[SHORT PROBLEM]: Rewrite the lines from the one with "of the **black" up to and including the one with "822 556 L 817", putting "greatly appreciated" wherever "most helpful" appears. Return only those lines, with everything else left as it is.

--- Start of EXERCISE MATERIALS ---

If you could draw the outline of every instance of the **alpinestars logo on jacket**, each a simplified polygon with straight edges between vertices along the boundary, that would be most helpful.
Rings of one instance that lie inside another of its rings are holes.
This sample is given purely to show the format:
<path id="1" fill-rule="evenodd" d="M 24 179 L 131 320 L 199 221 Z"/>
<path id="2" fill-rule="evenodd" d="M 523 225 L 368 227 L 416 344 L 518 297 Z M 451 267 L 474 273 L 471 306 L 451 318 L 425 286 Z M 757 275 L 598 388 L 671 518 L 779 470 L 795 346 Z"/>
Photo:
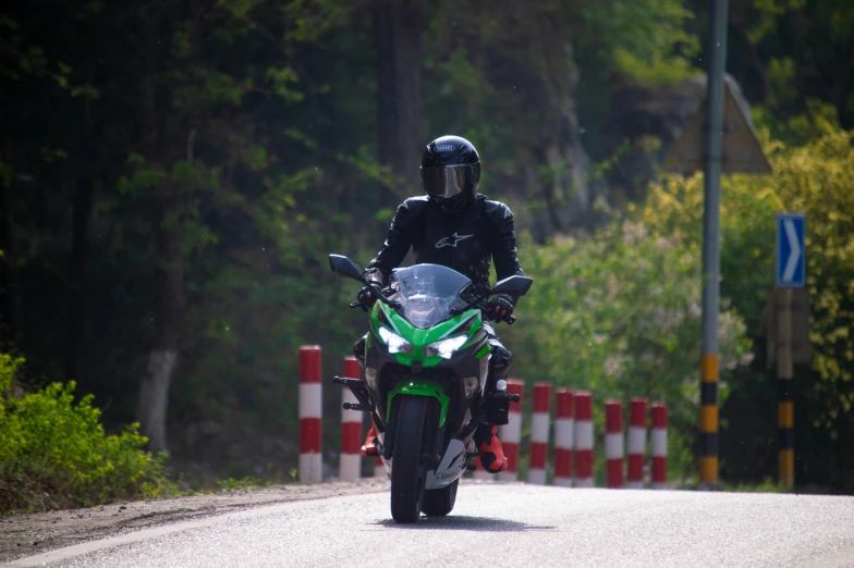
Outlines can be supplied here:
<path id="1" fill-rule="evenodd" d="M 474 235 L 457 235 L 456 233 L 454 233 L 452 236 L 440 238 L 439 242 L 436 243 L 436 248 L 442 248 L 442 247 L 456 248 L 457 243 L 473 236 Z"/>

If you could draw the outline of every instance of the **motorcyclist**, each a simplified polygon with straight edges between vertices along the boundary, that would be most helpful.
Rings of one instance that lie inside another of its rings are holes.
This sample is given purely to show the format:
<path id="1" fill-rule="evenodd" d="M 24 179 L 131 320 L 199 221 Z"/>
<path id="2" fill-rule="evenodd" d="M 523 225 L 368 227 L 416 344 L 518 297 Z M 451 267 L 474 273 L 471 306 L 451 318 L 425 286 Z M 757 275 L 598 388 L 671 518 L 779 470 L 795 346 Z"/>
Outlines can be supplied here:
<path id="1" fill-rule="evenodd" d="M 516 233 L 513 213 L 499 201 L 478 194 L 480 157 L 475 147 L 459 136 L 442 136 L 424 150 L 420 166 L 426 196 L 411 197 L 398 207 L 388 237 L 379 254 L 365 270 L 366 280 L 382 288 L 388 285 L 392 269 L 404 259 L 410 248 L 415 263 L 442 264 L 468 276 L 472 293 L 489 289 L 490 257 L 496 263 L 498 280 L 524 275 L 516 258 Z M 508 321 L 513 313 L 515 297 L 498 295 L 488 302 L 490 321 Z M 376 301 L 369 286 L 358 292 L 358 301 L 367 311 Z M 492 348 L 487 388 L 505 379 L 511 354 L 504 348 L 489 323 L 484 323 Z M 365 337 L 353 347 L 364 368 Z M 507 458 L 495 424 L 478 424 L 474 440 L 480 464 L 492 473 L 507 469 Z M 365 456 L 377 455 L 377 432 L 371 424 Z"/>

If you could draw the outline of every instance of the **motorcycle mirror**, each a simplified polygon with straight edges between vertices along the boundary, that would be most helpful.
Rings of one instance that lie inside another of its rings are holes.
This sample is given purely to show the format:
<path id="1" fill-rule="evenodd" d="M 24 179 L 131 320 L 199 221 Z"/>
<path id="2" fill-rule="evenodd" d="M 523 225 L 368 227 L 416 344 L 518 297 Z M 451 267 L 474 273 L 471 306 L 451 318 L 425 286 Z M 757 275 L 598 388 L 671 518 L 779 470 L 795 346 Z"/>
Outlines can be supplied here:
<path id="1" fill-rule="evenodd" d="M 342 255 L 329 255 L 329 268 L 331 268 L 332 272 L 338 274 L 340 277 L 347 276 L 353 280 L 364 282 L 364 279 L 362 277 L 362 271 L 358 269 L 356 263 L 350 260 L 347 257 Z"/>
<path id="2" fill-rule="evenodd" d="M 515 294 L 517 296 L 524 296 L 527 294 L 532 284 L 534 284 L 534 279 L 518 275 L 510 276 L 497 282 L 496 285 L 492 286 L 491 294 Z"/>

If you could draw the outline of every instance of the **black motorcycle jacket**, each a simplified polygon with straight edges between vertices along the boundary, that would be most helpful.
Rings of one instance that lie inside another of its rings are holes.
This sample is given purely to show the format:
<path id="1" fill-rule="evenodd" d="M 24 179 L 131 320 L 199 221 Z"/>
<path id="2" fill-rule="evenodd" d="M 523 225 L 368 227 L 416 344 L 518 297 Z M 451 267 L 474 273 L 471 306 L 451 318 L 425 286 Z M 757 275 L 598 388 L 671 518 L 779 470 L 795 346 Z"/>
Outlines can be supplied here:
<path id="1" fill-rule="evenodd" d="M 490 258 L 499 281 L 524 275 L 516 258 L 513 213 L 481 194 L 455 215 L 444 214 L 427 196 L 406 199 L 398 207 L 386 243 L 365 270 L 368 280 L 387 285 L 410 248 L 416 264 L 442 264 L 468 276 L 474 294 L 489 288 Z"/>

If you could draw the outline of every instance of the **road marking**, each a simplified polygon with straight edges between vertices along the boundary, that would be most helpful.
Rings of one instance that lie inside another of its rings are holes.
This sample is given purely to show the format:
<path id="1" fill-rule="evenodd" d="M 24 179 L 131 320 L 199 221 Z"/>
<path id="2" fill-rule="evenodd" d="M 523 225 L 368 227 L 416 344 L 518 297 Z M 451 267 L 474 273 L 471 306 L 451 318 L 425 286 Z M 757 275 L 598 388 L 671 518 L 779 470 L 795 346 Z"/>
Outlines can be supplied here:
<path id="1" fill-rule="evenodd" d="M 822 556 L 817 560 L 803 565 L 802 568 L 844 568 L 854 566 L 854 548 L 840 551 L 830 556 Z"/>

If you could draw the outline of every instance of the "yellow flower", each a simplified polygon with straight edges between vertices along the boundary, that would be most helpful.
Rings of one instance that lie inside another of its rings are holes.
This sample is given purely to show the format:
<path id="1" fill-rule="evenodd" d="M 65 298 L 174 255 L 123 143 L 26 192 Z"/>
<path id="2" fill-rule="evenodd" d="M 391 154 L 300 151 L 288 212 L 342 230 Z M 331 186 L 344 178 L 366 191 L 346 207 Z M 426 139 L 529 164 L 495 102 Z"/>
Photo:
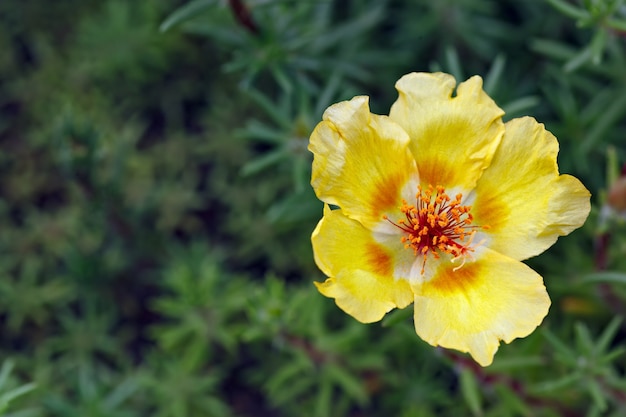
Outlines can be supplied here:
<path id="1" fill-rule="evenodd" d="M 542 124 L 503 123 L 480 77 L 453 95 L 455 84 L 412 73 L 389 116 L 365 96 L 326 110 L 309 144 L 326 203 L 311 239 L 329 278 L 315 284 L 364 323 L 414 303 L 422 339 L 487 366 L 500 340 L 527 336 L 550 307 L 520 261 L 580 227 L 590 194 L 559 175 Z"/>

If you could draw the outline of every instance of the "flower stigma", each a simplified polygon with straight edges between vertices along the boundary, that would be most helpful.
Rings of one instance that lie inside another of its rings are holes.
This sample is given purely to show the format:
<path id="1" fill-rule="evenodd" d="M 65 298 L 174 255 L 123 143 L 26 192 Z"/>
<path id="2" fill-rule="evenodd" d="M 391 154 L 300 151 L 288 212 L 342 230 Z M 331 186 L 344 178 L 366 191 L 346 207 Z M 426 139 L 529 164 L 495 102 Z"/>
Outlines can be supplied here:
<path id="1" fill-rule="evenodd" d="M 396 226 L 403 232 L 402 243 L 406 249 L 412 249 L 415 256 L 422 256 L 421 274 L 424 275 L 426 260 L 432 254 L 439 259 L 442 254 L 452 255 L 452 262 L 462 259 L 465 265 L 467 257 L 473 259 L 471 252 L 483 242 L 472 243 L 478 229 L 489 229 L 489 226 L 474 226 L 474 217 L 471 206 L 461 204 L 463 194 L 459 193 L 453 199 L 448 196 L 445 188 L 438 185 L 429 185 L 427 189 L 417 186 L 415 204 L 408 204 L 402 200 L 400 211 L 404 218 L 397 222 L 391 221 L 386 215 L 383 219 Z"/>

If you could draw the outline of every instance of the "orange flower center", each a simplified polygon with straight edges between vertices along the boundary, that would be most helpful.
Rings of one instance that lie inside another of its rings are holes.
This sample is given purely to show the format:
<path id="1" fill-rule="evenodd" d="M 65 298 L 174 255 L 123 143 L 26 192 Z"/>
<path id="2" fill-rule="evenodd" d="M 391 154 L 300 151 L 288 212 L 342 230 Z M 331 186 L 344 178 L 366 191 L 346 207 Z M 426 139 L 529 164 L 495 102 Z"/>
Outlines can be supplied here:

--- End of EXERCISE MATERIALS ---

[REPLY]:
If you could draw the outline of every instance of the **black motorcycle jacket**, each a simplified polygon with straight edges between vertices along the boundary, that would be greatly appreciated.
Rings of one instance that lie inside another of its rings are holes.
This sample is given purely to show the format:
<path id="1" fill-rule="evenodd" d="M 24 179 L 131 320 L 199 221 Z"/>
<path id="2" fill-rule="evenodd" d="M 523 225 L 368 227 L 416 344 L 518 297 Z M 451 267 L 474 273 L 471 306 L 451 318 L 425 286 Z M 757 275 L 598 388 L 671 518 L 779 470 L 795 346 Z"/>
Outlines can be supplied here:
<path id="1" fill-rule="evenodd" d="M 490 258 L 499 281 L 524 275 L 516 258 L 513 213 L 481 194 L 455 215 L 444 214 L 427 196 L 406 199 L 398 207 L 386 243 L 365 270 L 368 280 L 387 285 L 410 248 L 416 264 L 442 264 L 468 276 L 474 294 L 489 288 Z"/>

If you could draw the outline of every instance of the **road marking**, each a simplified polygon with straight edges between vertices along the boundary, that would be greatly appreciated.
Rings of one instance that lie inside another of its rings are holes.
This sample is given purely to show the format:
<path id="1" fill-rule="evenodd" d="M 24 179 L 131 320 L 199 221 Z"/>
<path id="2" fill-rule="evenodd" d="M 523 225 L 368 227 L 416 344 L 518 297 Z M 451 267 L 474 273 L 471 306 L 451 318 L 425 286 Z M 757 275 L 598 388 L 671 518 L 779 470 L 795 346 Z"/>
Outlines can be supplied here:
<path id="1" fill-rule="evenodd" d="M 822 556 L 817 560 L 803 565 L 802 568 L 844 568 L 854 566 L 854 548 L 840 551 L 830 556 Z"/>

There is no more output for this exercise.